• 文章:
_ _ _

Spooling Directory Source
监控文件夹的新文件生成,读取文件内容到channel(读取完重命名或删除该文件)。
Kafka Source
读取Kafka数据源。

来来来,看看Source接口定义:

public interface Source extends LifecycleAware, NamedComponent {

  /**
   * 设置channel对event的处理标识
   */
  public void setChannelProcessor(ChannelProcessor channelProcessor);

  /**
   * 返回标识
   */
  public ChannelProcessor getChannelProcessor();

}

其实这里没啥东西,主要是些基础参数,利用 NamedComponent 定义每个组件的唯一标识,LifecycleAware 维护组件状态,定义 Channel 的操作。

然后看 Source 的抽象,主要是组件状态改变和取得标识,这里 Source 还有一个很重要的点是获取 Channel 事务对象的 ,这个在后面的 Channel 中说,各位大佬可以注意一下。

public abstract class AbstractSource implements Source {

  private ChannelProcessor channelProcessor;
  private String name;

  private LifecycleState lifecycleState;

  public AbstractSource() {
    lifecycleState = LifecycleState.IDLE;
  }

  @Override
  public synchronized void start() {
    Preconditions.checkState(channelProcessor != null,
        "No channel processor configured");

    lifecycleState = LifecycleState.START;
  }

  @Override
  public synchronized void stop() {
    lifecycleState = LifecycleState.STOP;
  }

  @Override
  public synchronized void setChannelProcessor(ChannelProcessor cp) {
    channelProcessor = cp;
  }

  @Override
  public synchronized ChannelProcessor getChannelProcessor() {
    return channelProcessor;
  }

  @Override
  public synchronized LifecycleState getLifecycleState() {
    return lifecycleState;
  }

  @Override
  public synchronized void setName(String name) {
    this.name = name;
  }

  @Override
  public synchronized String getName() {
    return name;
  }

  public String toString() {
    return this.getClass().getName() + "{name:" + name + ",state:" + lifecycleState + "}";
  }  
}

说下使用情况,多数用的是 Spooling Directory Source,刚开始分析,多说点。首先,Spooling Directory Source 与其他 异步 Source 不一样的是它是可靠的。然后看看它是如何执行的,还是用源码说话吧:

 public class SpoolDirectorySource extends AbstractSource
    implements Configurable, EventDrivenSource {

  private static final Logger logger = LoggerFactory.getLogger(SpoolDirectorySource.class);

  /* 配置选项 */
  //读取文件完成标记(default ".COMPLETED")

_ _ _

• 给定题目:
请接着上面这篇讲 Source 源码的文章往下写,从最后一行之后开始。

• 集合中存储的条目:
_ _ _

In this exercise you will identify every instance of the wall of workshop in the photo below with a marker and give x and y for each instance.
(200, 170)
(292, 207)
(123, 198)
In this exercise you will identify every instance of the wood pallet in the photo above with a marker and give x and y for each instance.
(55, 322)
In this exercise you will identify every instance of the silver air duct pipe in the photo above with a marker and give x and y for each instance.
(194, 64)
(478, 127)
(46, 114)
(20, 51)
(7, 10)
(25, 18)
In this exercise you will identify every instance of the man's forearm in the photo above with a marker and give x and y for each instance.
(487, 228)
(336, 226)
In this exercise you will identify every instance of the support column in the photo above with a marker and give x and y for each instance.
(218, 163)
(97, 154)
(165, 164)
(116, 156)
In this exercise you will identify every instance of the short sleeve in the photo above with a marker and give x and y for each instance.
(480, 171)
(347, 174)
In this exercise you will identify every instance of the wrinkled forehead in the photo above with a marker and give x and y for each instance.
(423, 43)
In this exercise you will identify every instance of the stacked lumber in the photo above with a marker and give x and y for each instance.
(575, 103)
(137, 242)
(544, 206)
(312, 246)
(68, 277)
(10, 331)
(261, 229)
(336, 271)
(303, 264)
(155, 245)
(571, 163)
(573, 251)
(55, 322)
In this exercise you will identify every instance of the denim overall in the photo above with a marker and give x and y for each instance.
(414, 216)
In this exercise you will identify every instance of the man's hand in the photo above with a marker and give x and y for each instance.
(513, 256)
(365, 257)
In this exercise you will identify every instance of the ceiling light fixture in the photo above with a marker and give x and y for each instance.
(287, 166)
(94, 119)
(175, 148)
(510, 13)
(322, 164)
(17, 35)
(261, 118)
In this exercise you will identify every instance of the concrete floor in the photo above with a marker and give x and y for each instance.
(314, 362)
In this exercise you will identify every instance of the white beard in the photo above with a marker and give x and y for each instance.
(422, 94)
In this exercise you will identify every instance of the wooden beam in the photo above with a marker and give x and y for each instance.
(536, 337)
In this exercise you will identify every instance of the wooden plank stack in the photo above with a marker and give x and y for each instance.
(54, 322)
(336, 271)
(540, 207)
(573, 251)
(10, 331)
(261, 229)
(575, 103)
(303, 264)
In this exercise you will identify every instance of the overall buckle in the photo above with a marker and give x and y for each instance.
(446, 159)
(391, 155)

_ _ _

• 题目解答:
  private String completedSuffix;
  //配置的Flume监控目录(不监控子目录)
  private String spoolDirectory;
  //Header是否保存文件绝对路径
  private boolean fileHeader;
  //fileHeader在Header中的key(自身为value)
  private String fileHeaderKey;
  //Header是否保存文件名
  private boolean basenameHeader;
  //basenameHeader在Header中的key(自身为value)
  private String basenameHeaderKey;
  //每次处理行数(default "100")
  private int batchSize;
  private String includePattern;
  //正则表达式(文件名匹配则略过不读)
  private String ignorePattern;
  //文件元数据存放目录
  private String trackerDirPath;
  //序列化
  private String deserializerType;
  private Context deserializerContext;
  //文件读取完是否删除(default "never")
  private String deletePolicy;
  //读入编码方式(default "UTF-8")
  private String inputCharset;
  //有无法解析字符时的处理策略(default "FAIL 返回coderresult对象或者抛出charactercodingexception异常")
  private DecodeErrorPolicy decodeErrorPolicy;
  private volatile boolean hasFatalError = false;
  private SourceCounter sourceCounter;
  ReliableSpoolingFileEventReader reader;
  private ScheduledExecutorService executor;
  private boolean backoff = true;
  private boolean hitChannelException = false;
  private boolean hitChannelFullException = false;
  //向 channel 中发送 event,出现 channel 溢满,则休眠,休眠时间成倍增加至该值后不变
  private int maxBackoff;
  //文件读取顺序(default "OLDEST")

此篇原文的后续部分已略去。